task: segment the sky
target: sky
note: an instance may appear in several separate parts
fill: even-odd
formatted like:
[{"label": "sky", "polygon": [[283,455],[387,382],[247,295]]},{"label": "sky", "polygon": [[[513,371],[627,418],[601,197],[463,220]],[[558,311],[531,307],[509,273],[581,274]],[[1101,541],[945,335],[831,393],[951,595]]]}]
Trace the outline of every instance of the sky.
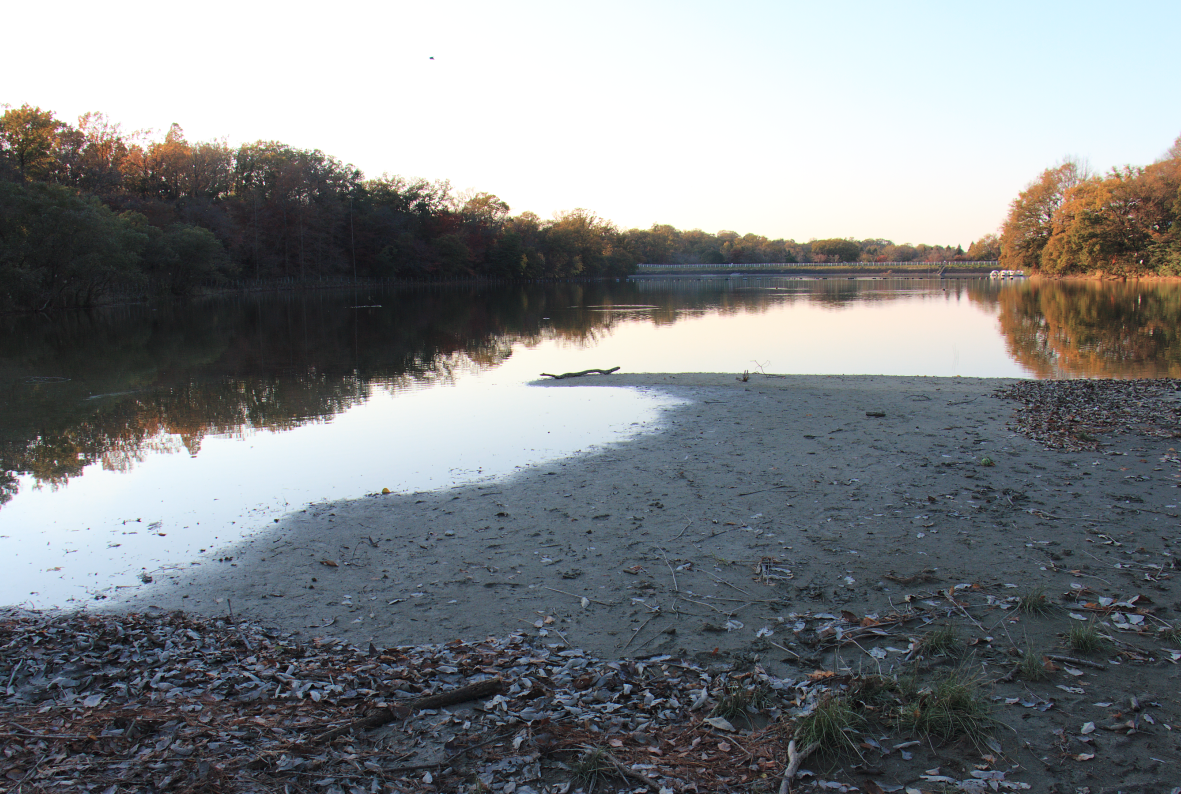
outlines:
[{"label": "sky", "polygon": [[[51,15],[51,18],[49,16]],[[1181,3],[24,3],[0,104],[797,241],[965,247],[1181,135]],[[432,60],[433,58],[433,60]]]}]

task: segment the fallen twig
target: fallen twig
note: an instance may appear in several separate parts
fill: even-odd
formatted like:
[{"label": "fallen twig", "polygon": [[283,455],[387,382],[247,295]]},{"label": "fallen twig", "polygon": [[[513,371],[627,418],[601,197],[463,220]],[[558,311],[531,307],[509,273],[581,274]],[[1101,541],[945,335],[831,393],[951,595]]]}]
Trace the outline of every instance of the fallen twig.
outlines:
[{"label": "fallen twig", "polygon": [[796,740],[792,739],[787,743],[787,769],[783,772],[783,782],[779,784],[779,794],[791,794],[791,781],[800,771],[800,764],[804,763],[805,758],[816,752],[818,747],[820,747],[820,742],[812,742],[803,750],[796,752]]},{"label": "fallen twig", "polygon": [[1052,659],[1055,662],[1063,662],[1065,664],[1077,664],[1079,667],[1090,667],[1092,670],[1106,670],[1107,665],[1092,662],[1089,659],[1076,659],[1073,656],[1059,656],[1056,653],[1044,653],[1047,659]]},{"label": "fallen twig", "polygon": [[795,651],[791,650],[790,648],[785,648],[777,642],[771,642],[771,640],[767,640],[767,642],[770,643],[771,645],[774,645],[776,648],[783,651],[784,653],[790,653],[792,656],[796,657],[797,659],[800,658],[800,655],[798,653],[796,653]]},{"label": "fallen twig", "polygon": [[668,572],[672,574],[673,590],[676,590],[678,593],[681,592],[681,588],[677,585],[677,572],[673,570],[672,563],[668,561],[668,556],[664,553],[664,549],[657,549],[657,551],[660,552],[661,557],[664,557],[664,564],[668,566]]},{"label": "fallen twig", "polygon": [[631,644],[632,644],[632,641],[633,641],[633,640],[635,640],[635,638],[636,638],[636,637],[640,636],[640,632],[641,632],[641,631],[643,631],[643,630],[644,630],[644,629],[647,627],[647,625],[648,625],[649,623],[651,623],[652,621],[656,620],[656,618],[658,618],[658,617],[660,617],[660,609],[659,609],[659,608],[658,608],[658,609],[657,609],[657,610],[656,610],[656,611],[653,613],[652,617],[650,617],[650,618],[648,618],[647,620],[645,620],[645,621],[643,622],[643,624],[641,624],[641,625],[640,625],[640,627],[639,627],[638,629],[636,629],[636,630],[635,630],[635,631],[632,633],[631,639],[629,639],[627,642],[625,642],[625,643],[623,644],[623,647],[622,647],[622,648],[620,648],[620,650],[621,650],[621,651],[626,651],[626,650],[627,650],[627,646],[631,645]]},{"label": "fallen twig", "polygon": [[625,780],[634,780],[637,783],[643,783],[649,791],[660,791],[660,784],[647,775],[642,775],[634,769],[628,769],[619,759],[610,753],[606,753],[603,757],[611,763],[611,766],[615,767],[615,771],[622,775]]},{"label": "fallen twig", "polygon": [[469,700],[478,700],[489,695],[495,695],[502,689],[504,689],[504,679],[497,676],[496,678],[488,678],[483,681],[477,681],[474,684],[461,686],[459,689],[450,689],[446,692],[427,695],[426,697],[418,698],[409,703],[399,704],[391,708],[377,709],[359,720],[353,720],[350,723],[321,733],[312,739],[312,743],[331,741],[357,728],[362,730],[377,728],[405,716],[407,712],[414,712],[420,709],[438,709],[443,706],[454,706],[456,703],[466,703]]},{"label": "fallen twig", "polygon": [[591,598],[590,596],[580,596],[577,593],[570,593],[565,590],[559,590],[556,587],[549,587],[548,585],[544,585],[544,584],[541,587],[544,590],[552,590],[555,593],[561,593],[562,595],[568,595],[571,598],[585,598],[587,601],[590,601],[592,604],[599,604],[600,606],[605,606],[605,607],[616,606],[616,604],[612,604],[607,601],[596,601],[595,599]]},{"label": "fallen twig", "polygon": [[612,367],[611,369],[584,369],[579,372],[563,372],[561,375],[551,375],[548,372],[541,373],[543,378],[553,378],[554,380],[565,380],[566,378],[581,378],[583,375],[590,375],[592,373],[598,375],[610,375],[612,372],[618,370],[619,367]]},{"label": "fallen twig", "polygon": [[790,487],[791,487],[790,485],[772,485],[770,488],[760,488],[757,491],[747,491],[746,493],[740,493],[738,495],[739,496],[753,496],[757,493],[766,493],[767,491],[777,491],[780,488],[790,488]]}]

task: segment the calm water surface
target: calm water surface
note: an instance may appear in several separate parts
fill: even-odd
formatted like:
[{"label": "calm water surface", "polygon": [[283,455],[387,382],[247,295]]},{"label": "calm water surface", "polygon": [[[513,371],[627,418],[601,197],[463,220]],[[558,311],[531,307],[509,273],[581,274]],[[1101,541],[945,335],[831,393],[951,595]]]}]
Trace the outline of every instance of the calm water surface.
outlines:
[{"label": "calm water surface", "polygon": [[650,279],[0,318],[0,604],[104,598],[309,502],[510,474],[675,400],[541,372],[1177,377],[1181,287]]}]

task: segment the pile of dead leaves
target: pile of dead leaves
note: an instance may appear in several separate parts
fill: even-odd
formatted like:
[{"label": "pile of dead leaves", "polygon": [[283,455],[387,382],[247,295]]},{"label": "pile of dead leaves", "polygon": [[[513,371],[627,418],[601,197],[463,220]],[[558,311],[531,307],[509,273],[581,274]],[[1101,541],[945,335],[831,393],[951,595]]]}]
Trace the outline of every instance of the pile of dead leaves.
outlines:
[{"label": "pile of dead leaves", "polygon": [[1026,380],[995,397],[1021,403],[1011,427],[1050,449],[1097,449],[1103,436],[1181,437],[1181,380]]}]

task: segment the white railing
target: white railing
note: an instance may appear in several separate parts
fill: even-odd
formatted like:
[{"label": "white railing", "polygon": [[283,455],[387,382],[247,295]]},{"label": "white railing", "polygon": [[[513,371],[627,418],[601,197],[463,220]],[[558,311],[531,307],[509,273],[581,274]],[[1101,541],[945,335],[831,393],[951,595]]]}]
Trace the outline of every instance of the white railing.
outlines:
[{"label": "white railing", "polygon": [[772,270],[772,269],[816,269],[816,268],[874,268],[880,270],[882,268],[907,268],[911,270],[936,270],[941,267],[995,267],[999,264],[995,260],[982,262],[961,262],[961,261],[943,261],[943,262],[753,262],[749,264],[741,264],[737,262],[730,262],[729,264],[721,265],[665,265],[665,264],[640,264],[636,267],[640,270]]}]

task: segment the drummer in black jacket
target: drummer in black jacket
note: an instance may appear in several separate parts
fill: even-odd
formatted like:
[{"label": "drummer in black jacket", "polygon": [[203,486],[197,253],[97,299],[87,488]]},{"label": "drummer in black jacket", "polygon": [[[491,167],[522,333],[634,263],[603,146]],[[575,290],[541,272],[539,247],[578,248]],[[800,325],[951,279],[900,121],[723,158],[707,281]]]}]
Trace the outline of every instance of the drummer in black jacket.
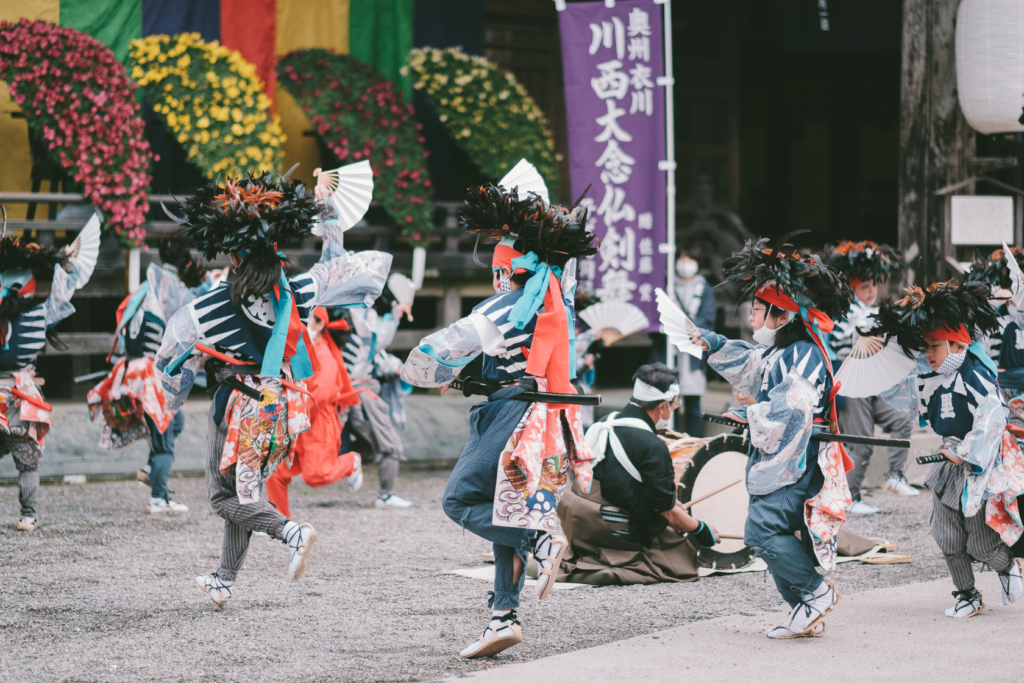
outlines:
[{"label": "drummer in black jacket", "polygon": [[604,499],[617,508],[605,507],[602,515],[616,536],[644,546],[670,526],[710,547],[717,535],[676,500],[672,456],[656,433],[678,405],[675,373],[651,363],[633,375],[629,404],[587,430],[587,445],[596,456],[594,479],[601,482]]}]

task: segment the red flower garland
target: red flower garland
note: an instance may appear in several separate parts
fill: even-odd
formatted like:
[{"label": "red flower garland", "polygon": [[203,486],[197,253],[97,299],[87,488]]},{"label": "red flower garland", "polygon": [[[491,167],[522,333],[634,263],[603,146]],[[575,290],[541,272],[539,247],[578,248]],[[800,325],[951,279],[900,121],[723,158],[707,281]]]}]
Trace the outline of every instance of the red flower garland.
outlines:
[{"label": "red flower garland", "polygon": [[45,21],[0,22],[0,79],[53,160],[74,169],[85,196],[122,241],[139,245],[154,158],[135,85],[114,53],[81,31]]},{"label": "red flower garland", "polygon": [[277,74],[342,163],[370,160],[374,198],[414,246],[426,246],[433,188],[412,105],[372,67],[329,50],[287,54]]}]

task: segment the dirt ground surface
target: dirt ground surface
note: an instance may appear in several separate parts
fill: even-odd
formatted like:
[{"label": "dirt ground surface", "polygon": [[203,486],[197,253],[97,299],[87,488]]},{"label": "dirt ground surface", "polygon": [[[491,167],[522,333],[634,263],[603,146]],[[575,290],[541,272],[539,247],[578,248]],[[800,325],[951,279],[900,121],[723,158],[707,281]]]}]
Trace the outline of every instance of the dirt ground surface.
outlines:
[{"label": "dirt ground surface", "polygon": [[[764,574],[584,587],[543,603],[527,588],[524,643],[493,662],[463,662],[457,652],[486,625],[490,586],[444,572],[479,566],[489,545],[445,517],[446,478],[404,475],[408,510],[373,506],[372,472],[356,494],[295,480],[293,514],[319,532],[305,577],[288,581],[285,547],[254,537],[224,608],[194,583],[217,568],[223,525],[202,479],[172,479],[191,511],[159,517],[146,514],[138,482],[45,486],[32,533],[15,529],[17,488],[0,487],[0,680],[436,681],[782,607]],[[840,565],[831,576],[841,592],[946,575],[928,532],[929,492],[865,499],[882,512],[848,528],[893,540],[914,561]]]}]

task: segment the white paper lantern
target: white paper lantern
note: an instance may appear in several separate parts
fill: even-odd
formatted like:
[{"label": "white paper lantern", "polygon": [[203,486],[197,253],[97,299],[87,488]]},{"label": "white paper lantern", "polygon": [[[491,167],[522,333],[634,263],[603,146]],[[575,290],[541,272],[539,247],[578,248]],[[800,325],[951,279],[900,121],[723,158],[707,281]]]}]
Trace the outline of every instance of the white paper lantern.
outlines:
[{"label": "white paper lantern", "polygon": [[971,128],[1024,131],[1024,0],[963,0],[956,14],[956,84]]}]

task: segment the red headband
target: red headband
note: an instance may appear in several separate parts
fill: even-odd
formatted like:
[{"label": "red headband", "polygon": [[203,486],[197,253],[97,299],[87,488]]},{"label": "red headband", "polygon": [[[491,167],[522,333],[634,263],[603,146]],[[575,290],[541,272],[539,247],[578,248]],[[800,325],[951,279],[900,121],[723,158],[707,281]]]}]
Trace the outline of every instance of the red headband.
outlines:
[{"label": "red headband", "polygon": [[[494,256],[491,257],[491,269],[498,270],[500,268],[508,268],[512,270],[512,259],[519,258],[524,254],[520,251],[516,251],[507,244],[499,244],[494,247]],[[515,273],[527,272],[525,268],[516,268]]]},{"label": "red headband", "polygon": [[967,333],[967,328],[963,325],[957,327],[948,327],[943,325],[942,327],[935,328],[933,330],[924,331],[925,339],[941,339],[942,341],[960,342],[965,346],[971,345],[971,335]]},{"label": "red headband", "polygon": [[[783,294],[774,285],[765,285],[761,289],[757,290],[757,294],[754,295],[758,299],[769,303],[776,308],[781,308],[784,311],[790,313],[799,313],[800,304],[793,300],[793,297]],[[817,323],[818,329],[822,332],[828,333],[832,331],[835,326],[832,318],[822,313],[817,308],[807,308],[807,317],[809,320],[804,320],[804,324],[810,328],[811,323]]]},{"label": "red headband", "polygon": [[323,306],[317,306],[314,308],[313,316],[322,322],[329,330],[341,330],[343,332],[348,331],[348,323],[345,322],[345,319],[338,318],[337,320],[331,320],[330,316],[327,315],[327,309]]},{"label": "red headband", "polygon": [[862,284],[864,284],[866,282],[873,282],[873,281],[874,281],[874,278],[871,278],[871,277],[867,278],[866,280],[861,280],[859,277],[851,277],[850,278],[850,287],[852,287],[854,289],[857,289]]}]

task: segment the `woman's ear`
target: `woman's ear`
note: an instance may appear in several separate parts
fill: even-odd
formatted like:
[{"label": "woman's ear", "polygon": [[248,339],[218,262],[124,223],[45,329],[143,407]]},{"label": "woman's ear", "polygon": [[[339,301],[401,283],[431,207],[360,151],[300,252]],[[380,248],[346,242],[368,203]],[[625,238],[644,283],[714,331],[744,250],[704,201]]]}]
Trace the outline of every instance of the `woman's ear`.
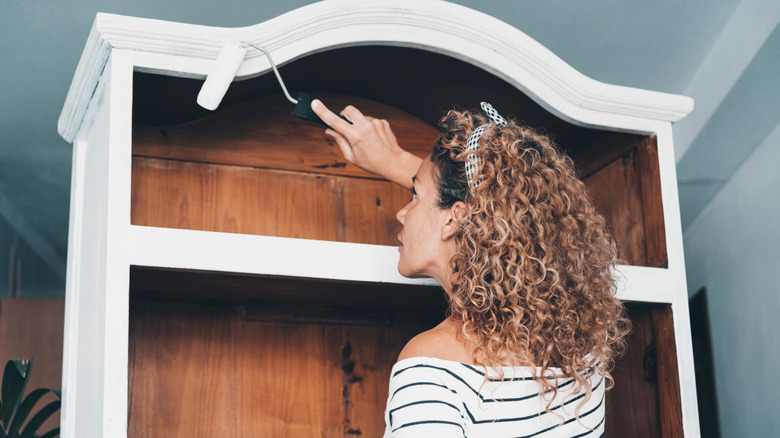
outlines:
◆ ◆ ◆ ◆
• **Exercise requirements**
All lines from the beginning of the material above through the line holding "Trace the outline of every instance of the fallen" are to be given again exactly, and no others; pictures do not go in.

• **Expected answer**
task: segment the sky
target: sky
note: an instance may appear in several separate parts
fill: even-odd
formatted like:
[{"label": "sky", "polygon": [[283,455],[387,382],[247,295]]},{"label": "sky", "polygon": [[[513,371],[627,418],[601,197],[463,220]],[[558,311],[531,307],[509,273],[581,274]],[[1101,541],[945,335],[831,393],[951,595]]]}]
Trace the outline of every instance of the sky.
outlines:
[{"label": "sky", "polygon": [[[51,15],[51,18],[49,16]],[[1181,3],[24,3],[0,104],[797,241],[965,247],[1181,135]],[[432,60],[433,58],[433,60]]]}]

task: segment the fallen twig
target: fallen twig
note: an instance may appear in several separate parts
fill: even-odd
formatted like:
[{"label": "fallen twig", "polygon": [[283,455],[387,382],[247,295]]},{"label": "fallen twig", "polygon": [[[513,371],[627,418],[601,197],[463,220]],[[558,311],[531,307],[509,273],[581,274]],[[1101,541],[945,335],[831,393],[951,595]]]}]
Trace the outline of every instance of the fallen twig.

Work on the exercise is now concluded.